## Informazioni fornite
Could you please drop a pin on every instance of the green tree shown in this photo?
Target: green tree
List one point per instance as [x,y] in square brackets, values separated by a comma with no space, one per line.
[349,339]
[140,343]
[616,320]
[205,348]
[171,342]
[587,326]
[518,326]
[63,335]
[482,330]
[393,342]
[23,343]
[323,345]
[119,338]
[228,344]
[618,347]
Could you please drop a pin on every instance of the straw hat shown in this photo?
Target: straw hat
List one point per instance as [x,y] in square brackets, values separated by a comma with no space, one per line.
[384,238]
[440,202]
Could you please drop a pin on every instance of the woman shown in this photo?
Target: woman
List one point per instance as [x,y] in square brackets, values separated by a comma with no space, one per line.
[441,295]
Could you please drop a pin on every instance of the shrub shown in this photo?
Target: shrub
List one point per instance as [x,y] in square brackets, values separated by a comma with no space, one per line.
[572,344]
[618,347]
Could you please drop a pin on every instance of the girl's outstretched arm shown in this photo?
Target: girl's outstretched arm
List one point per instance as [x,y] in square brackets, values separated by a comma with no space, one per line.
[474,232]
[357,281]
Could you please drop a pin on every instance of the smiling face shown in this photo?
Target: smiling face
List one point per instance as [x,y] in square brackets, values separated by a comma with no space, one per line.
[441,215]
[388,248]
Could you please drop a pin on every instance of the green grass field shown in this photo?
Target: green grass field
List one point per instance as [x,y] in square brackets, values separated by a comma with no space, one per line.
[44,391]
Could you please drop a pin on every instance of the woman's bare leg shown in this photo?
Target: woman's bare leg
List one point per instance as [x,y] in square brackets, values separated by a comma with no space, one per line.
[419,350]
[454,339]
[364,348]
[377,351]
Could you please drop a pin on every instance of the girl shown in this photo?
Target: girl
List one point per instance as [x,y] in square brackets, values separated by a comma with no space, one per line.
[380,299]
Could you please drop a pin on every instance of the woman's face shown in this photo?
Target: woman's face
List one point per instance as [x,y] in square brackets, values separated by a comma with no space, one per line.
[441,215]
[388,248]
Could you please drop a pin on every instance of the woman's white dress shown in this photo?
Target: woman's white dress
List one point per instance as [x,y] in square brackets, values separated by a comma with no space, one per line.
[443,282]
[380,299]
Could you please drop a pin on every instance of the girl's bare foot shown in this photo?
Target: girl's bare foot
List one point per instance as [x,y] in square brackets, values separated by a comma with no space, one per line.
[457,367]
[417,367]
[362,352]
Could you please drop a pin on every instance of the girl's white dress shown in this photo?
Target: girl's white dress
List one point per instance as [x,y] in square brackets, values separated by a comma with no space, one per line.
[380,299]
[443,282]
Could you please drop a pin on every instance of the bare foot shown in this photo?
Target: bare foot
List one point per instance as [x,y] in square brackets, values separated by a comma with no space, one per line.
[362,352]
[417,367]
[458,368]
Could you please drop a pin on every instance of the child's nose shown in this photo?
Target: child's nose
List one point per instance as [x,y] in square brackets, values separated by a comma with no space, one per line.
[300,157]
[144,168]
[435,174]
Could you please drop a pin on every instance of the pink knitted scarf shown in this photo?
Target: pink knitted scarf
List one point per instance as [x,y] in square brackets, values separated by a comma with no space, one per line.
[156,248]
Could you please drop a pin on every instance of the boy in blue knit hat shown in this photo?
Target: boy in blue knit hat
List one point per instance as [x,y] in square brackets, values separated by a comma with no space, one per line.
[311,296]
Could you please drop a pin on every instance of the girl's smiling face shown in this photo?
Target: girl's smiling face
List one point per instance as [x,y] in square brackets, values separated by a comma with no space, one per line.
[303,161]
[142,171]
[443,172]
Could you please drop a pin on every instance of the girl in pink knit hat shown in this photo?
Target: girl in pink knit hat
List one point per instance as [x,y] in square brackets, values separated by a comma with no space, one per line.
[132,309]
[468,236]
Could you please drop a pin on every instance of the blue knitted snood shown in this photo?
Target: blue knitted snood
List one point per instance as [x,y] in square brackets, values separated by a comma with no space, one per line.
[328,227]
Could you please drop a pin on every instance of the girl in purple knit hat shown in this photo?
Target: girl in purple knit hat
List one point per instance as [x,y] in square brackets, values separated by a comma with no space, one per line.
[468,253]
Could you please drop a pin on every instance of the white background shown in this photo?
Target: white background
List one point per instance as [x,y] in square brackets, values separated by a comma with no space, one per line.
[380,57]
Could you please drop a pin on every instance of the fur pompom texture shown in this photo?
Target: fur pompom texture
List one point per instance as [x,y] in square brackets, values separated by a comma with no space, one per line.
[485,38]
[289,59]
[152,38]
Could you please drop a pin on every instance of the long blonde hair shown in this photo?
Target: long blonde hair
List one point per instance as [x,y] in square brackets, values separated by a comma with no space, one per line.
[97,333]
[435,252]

## Esercizio assegnato
Ricopia tutto l'elenco qui sopra riga per riga, senza cambiare niente.

## Svolgimento esercizio
Could you please drop a pin on every instance of the green tree shown in this photo?
Target: green tree
List one point per instance as [x,y] in square brackets, values separated by a comma with no space, one per line.
[349,339]
[140,343]
[616,320]
[205,348]
[171,342]
[587,326]
[518,326]
[63,335]
[482,330]
[393,342]
[23,343]
[323,345]
[119,338]
[228,344]
[618,347]
Could you please drop a pin on every instance of the straw hat shown in this photo?
Target: straw hat
List one point per instance as [x,y] in square brackets, values separated by a comma with no space, one per line.
[384,238]
[440,202]
Could you please drop a pin on every instance of the woman shown in this photo?
Target: woman
List one point per instance as [x,y] in square brackets, values separated by a comma with no space, one per line.
[441,295]
Could you please drop a pin on every instance of the shrub shown in this photo?
Target: shrub
List one point per instance as [x,y] in square brackets, values separated by a comma with no space, one per line.
[572,344]
[618,347]
Could you please drop a pin on every instance of the girl's outstretched arm shown in this photo?
Target: girl's outstretched arm
List one point per instance as [x,y] in square brackets, values separated by a comma with no space, one per line.
[474,232]
[357,281]
Could you please drop a pin on every instance of the smiling face shown in this photo?
Target: smiling face
List one point per instance as [x,y] in square brackets, values separated by a comma with no space, one per line.
[441,215]
[388,248]
Could you please drop a pin on every instance of the green grass field shown in this photo?
Target: green grass field
List one point per instance as [x,y] in square brackets, values separated by a comma with no space, one per line.
[44,391]
Could you please drop a pin on every instance of the woman's bare leg shown in this photo?
Target: woman's bare leg
List one point per instance as [x,y] in square brackets, values separated by a comma with no space, one per line.
[419,350]
[454,339]
[364,348]
[377,351]
Could you please drop a pin on every instance of the girl shown in this photo?
Target: girl
List one point per instance as [x,y] in square brackets, values separated by a comma with no space, one per line.
[380,299]
Could you please drop a pin on every instance of the woman's face shown in this photo?
Target: woman's face
List one point per instance as [x,y] in square brackets, values separated by a comma with no space, one per line.
[441,215]
[388,248]
Could you please drop a pin on every instance of the woman's white dress shown in this photo?
Target: woman's white dress
List one point per instance as [x,y] in square brackets, values separated by a comma with no space, one per line.
[443,282]
[380,299]
Could you please drop a pin on every instance of the girl's bare foot shown in this photo?
Target: girl's bare foot
List one point per instance as [x,y] in square brackets, values separated by a comma with no space, one per line.
[457,367]
[417,367]
[362,352]
Could you please drop a pin on every instance of the girl's white dress shown in this photo?
Target: girl's white dress
List one point per instance as [x,y] in square brackets, values separated by a comma with no space, one per line.
[380,299]
[443,282]
Could you please drop a pin on every instance of the bare foot shown in this photo?
Target: bare foot
List one point per instance as [x,y] in square brackets, values separated by a comma with no space, one per line.
[362,352]
[417,367]
[458,368]
Could you please drop a pin on every instance of the child's nose shown in this photo?
Target: child's nose
List one point per instance as [x,y] in square brackets, values separated by a comma with no space, one per line.
[300,157]
[144,168]
[435,174]
Could you please drop a pin on every instance of the pink knitted scarf shown in this photo?
Target: pink knitted scarf
List one point per instance as [x,y] in square brackets, values separated by a comma with no space, one per line.
[156,248]
Could you please drop a pin on every instance of the boy in blue knit hat shown in this photo?
Target: boy in blue knit hat
List one point per instance as [x,y] in square brackets, values separated by a comma with no space, one per line.
[311,296]
Could you please drop a pin on every instance of the girl's smiling face shown in this photo?
Target: girl's smiling face
List one point per instance as [x,y] in square brackets, values separated by a comma with no space, one per line.
[303,161]
[142,171]
[443,172]
Could you please drop a pin on every instance of the girl in pink knit hat shown in this photo?
Target: girl in pink knit hat
List one point per instance as [x,y] in square brackets, values separated by a comma with no space, one per line.
[132,309]
[468,236]
Could you please drop a pin on every instance of the blue knitted snood shown in this photo?
Target: blue knitted snood
List one point per instance as [x,y] in square brackets, values separated by a comma with no space, one per line.
[328,227]
Could you please drop a pin on every instance of the girl in purple knit hat shown in this photo?
Target: girl in purple knit hat
List one point per instance as [x,y] in square brackets, values separated by a comma with no space, one per line.
[468,253]
Could you please drop a pin on every instance of the white background shown in this photo?
Target: white background
List one point per instance as [x,y] in square brackets, values separated by a comma with no space, one per line.
[380,57]
Could you please drop a pin on every instance of the fur pompom texture shown in this photo?
Target: fur pompom texture
List one point per instance as [x,y] in square brackets, values separated by a comma with no space, one per line.
[485,38]
[289,59]
[152,38]
Could you please drop a pin on every instance of the long blonde hair shown in this photo?
Target: long blonde hair
List one point per instance as [x,y] in square brackets, values separated by a comma with no space, one per line.
[97,333]
[435,252]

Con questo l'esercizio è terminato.